**Data for this task**
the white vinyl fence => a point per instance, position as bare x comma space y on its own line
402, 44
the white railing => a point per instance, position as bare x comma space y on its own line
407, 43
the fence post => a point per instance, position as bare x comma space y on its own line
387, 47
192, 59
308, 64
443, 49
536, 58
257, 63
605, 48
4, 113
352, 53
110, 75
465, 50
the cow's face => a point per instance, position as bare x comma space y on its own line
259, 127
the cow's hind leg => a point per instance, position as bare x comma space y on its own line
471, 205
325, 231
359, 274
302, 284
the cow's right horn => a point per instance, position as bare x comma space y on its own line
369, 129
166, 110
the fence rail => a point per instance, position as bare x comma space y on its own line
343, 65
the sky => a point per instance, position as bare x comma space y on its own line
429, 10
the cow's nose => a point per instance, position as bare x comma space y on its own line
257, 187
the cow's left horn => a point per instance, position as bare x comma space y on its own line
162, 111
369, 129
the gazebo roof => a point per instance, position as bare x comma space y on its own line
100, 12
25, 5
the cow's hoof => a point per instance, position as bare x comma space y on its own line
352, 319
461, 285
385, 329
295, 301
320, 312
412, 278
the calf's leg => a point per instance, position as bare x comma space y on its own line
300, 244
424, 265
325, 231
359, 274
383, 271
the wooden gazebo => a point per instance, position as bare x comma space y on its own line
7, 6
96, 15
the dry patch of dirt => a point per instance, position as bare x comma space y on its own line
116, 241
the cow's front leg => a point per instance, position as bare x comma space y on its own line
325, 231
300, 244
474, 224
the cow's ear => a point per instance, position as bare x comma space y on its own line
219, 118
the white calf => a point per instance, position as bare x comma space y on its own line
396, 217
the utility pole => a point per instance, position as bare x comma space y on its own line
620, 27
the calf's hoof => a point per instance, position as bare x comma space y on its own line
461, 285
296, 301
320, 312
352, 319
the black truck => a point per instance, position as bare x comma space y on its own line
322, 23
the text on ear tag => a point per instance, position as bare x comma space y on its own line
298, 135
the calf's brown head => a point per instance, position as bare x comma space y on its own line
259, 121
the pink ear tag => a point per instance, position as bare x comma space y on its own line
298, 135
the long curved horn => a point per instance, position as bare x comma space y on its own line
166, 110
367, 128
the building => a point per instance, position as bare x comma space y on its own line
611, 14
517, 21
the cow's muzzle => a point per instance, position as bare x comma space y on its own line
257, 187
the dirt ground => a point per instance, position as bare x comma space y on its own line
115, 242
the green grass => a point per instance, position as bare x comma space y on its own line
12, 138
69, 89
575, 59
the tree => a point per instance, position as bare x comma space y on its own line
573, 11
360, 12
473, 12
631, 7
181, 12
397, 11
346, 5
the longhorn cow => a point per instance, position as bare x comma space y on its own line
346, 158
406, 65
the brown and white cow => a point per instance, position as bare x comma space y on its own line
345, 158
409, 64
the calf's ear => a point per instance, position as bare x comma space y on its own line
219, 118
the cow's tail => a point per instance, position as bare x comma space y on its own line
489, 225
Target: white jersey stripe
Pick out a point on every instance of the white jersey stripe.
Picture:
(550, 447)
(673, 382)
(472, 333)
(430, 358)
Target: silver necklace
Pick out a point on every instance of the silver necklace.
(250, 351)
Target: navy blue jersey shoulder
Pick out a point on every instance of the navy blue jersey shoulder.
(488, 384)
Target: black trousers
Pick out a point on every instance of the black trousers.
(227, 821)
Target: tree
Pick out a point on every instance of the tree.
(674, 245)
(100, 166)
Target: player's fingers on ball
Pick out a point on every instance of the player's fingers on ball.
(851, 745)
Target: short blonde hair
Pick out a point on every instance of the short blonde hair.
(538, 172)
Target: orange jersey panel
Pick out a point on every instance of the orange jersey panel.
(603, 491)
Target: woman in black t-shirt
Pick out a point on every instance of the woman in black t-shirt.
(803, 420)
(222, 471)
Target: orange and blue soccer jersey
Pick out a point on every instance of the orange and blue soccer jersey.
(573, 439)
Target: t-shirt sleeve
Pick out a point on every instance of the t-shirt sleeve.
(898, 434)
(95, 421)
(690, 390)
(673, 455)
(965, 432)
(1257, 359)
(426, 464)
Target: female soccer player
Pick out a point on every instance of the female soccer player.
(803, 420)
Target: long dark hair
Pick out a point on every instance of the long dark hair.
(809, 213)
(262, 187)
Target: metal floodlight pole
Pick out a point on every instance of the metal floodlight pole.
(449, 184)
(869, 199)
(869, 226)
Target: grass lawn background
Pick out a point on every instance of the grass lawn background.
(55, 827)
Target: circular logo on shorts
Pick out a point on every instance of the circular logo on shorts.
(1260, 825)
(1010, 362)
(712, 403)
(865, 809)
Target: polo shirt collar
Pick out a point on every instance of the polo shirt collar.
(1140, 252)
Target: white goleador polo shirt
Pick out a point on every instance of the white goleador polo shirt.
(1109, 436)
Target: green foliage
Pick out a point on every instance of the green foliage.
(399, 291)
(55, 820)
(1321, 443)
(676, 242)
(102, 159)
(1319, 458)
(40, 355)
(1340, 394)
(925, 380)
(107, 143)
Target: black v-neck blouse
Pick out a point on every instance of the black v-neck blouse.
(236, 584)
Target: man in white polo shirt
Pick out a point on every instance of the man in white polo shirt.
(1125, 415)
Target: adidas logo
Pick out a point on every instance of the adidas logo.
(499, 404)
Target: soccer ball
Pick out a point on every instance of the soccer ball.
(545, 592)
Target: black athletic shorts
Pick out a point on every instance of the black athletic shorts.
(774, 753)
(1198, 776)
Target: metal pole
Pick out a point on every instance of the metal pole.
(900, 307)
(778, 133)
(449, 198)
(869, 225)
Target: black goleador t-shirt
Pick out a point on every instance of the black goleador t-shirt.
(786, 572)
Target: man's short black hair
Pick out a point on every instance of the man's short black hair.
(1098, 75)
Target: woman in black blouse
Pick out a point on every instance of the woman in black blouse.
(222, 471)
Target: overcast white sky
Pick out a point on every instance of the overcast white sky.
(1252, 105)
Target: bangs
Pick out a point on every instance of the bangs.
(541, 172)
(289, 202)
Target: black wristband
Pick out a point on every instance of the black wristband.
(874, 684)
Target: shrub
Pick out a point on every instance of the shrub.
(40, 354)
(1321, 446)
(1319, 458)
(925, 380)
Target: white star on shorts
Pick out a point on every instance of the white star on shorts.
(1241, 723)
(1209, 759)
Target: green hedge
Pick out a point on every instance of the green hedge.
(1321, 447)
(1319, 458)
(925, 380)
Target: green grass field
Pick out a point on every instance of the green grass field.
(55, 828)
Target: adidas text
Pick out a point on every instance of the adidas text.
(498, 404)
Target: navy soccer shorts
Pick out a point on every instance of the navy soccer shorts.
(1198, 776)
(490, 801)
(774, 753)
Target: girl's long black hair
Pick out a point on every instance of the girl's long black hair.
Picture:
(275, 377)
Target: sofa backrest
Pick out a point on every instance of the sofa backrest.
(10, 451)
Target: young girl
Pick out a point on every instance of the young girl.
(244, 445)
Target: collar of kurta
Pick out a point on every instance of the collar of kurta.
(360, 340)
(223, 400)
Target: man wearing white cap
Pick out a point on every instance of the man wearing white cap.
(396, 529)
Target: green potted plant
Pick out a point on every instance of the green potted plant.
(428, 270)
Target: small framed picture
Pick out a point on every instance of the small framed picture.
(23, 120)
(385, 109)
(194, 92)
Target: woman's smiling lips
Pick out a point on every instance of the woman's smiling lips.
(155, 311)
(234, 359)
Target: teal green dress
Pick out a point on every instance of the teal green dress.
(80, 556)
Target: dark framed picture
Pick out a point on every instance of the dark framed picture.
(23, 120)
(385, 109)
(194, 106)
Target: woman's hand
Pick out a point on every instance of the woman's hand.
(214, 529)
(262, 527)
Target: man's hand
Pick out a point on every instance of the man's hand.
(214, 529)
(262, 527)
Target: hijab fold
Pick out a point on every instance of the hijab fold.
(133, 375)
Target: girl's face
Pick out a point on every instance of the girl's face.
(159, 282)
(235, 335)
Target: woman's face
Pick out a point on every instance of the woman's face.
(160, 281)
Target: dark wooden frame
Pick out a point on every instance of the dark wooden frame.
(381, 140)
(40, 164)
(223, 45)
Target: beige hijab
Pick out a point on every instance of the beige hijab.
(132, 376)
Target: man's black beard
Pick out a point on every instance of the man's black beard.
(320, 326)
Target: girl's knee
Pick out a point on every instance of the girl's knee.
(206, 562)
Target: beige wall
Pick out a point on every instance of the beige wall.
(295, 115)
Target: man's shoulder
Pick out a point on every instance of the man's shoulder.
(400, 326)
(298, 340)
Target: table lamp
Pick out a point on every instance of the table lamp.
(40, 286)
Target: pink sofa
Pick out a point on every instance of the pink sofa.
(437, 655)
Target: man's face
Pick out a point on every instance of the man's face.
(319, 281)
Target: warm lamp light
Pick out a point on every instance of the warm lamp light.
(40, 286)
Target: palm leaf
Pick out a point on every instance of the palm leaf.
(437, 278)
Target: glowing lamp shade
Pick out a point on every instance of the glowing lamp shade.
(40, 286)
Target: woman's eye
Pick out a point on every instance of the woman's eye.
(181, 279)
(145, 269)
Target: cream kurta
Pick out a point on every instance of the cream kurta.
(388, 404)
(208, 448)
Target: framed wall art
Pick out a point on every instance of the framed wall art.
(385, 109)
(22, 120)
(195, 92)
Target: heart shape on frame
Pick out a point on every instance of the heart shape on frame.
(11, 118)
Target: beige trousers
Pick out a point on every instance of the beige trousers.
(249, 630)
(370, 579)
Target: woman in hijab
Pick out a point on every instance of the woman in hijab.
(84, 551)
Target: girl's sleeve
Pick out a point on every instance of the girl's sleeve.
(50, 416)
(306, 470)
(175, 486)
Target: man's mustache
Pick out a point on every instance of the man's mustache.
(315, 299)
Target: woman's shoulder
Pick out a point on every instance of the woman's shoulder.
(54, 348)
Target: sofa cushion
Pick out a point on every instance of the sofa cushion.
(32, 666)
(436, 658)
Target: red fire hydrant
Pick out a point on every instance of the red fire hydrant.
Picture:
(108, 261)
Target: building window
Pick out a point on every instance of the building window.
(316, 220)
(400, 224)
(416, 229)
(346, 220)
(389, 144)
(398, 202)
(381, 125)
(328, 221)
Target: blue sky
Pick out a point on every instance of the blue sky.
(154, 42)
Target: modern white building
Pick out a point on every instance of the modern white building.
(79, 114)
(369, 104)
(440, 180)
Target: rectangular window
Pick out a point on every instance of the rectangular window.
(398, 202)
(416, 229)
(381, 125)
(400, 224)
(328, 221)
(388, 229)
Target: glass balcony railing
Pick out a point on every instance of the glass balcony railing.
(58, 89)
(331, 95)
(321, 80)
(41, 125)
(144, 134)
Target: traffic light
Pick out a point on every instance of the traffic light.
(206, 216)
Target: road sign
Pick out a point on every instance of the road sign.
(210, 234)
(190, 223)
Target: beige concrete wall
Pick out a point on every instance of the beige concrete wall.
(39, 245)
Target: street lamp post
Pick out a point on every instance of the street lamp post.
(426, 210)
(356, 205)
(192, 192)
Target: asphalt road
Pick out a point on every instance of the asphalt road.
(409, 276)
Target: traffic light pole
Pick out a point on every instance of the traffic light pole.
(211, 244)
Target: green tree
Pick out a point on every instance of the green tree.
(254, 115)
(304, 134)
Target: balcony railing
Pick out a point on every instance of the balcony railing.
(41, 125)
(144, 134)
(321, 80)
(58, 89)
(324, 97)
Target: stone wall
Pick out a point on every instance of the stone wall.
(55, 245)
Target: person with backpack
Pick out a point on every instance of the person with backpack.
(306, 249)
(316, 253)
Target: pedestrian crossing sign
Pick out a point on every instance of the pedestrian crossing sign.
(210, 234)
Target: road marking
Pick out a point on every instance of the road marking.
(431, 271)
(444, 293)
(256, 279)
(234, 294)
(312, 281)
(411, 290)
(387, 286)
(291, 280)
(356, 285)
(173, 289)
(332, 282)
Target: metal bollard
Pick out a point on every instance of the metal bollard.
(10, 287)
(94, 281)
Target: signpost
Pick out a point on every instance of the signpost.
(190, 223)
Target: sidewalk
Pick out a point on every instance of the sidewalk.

**Work required**
Pull every line containing "stripe" out of the entries.

**Task result**
Target: white jersey stripe
Pick out a point on every instance of the white jersey stripe.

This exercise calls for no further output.